(Entries from a dataset)
----
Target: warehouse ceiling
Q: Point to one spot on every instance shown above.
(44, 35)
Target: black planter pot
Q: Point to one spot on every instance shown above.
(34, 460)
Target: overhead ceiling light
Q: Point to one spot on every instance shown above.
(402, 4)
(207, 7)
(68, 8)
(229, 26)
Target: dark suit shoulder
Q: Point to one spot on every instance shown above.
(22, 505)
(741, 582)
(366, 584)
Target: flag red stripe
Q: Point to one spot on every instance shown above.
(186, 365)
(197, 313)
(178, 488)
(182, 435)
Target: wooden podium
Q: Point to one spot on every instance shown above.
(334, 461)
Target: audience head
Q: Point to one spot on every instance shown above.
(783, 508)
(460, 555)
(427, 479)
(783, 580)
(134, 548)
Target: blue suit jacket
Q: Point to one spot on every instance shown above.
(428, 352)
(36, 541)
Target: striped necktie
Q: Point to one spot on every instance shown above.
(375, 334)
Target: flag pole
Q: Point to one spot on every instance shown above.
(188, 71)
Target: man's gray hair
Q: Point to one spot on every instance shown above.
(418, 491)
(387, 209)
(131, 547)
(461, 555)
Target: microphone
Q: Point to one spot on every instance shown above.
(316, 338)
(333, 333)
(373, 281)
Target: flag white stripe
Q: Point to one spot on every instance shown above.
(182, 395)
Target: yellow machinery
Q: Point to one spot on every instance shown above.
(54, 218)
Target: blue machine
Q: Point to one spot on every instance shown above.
----
■ Work required: Recast every line of the entries above as a Markdown table with the columns Row and Line. Number the lines in order and leave out any blank lines.

■ The reply:
| Row | Line |
|---|---|
| 1 | Target: warehouse ceiling |
| 2 | Q: Point to one spot on every instance shown above. |
| 3 | (44, 35) |
| 4 | Target: black planter pot |
| 5 | Q: Point to one spot on every instance shown above. |
| 6 | (34, 460) |
| 7 | Target: overhead ceiling light |
| 8 | Q: Point to one spot on every instance shown above. |
| 9 | (402, 4) |
| 10 | (207, 7) |
| 11 | (68, 8) |
| 12 | (229, 26) |
| 13 | Target: dark suit shoulder |
| 14 | Q: Point to one spot on every instance shown above. |
| 15 | (22, 505) |
| 16 | (741, 582) |
| 17 | (366, 584) |
| 18 | Target: flag red stripe |
| 19 | Q: Point to one spot on every instance shown above. |
| 20 | (186, 365) |
| 21 | (197, 313) |
| 22 | (178, 488) |
| 23 | (182, 435) |
| 24 | Target: wooden podium |
| 25 | Q: Point to one spot on every instance shown above. |
| 26 | (334, 461) |
| 27 | Target: audience head |
| 28 | Q: Point to one spot on every instance shown above. |
| 29 | (783, 508) |
| 30 | (460, 555) |
| 31 | (427, 479) |
| 32 | (783, 580) |
| 33 | (134, 548) |
| 34 | Target: blue suit jacket |
| 35 | Q: Point to one spot on every instance shown above. |
| 36 | (428, 352) |
| 37 | (36, 541) |
| 38 | Target: striped necktie |
| 39 | Q: Point to one spot on every instance shown above. |
| 40 | (375, 334) |
| 41 | Target: flag pole |
| 42 | Q: Point to one spot on every instance shown above. |
| 43 | (188, 71) |
| 44 | Target: man's gray hair |
| 45 | Q: Point to one spot on every instance shown above. |
| 46 | (418, 491) |
| 47 | (387, 209) |
| 48 | (131, 547) |
| 49 | (461, 555) |
| 50 | Target: microphone |
| 51 | Q: Point to one spot on every instance shown above. |
| 52 | (316, 338) |
| 53 | (333, 333) |
| 54 | (373, 281) |
| 55 | Target: flag white stripe |
| 56 | Q: Point to one spot on every instance shown above. |
| 57 | (182, 395) |
| 58 | Target: yellow machinery |
| 59 | Q: Point to one spot on every instance shown above. |
| 60 | (54, 218) |
| 61 | Target: blue machine |
| 62 | Q: Point to one spot on every instance shown above. |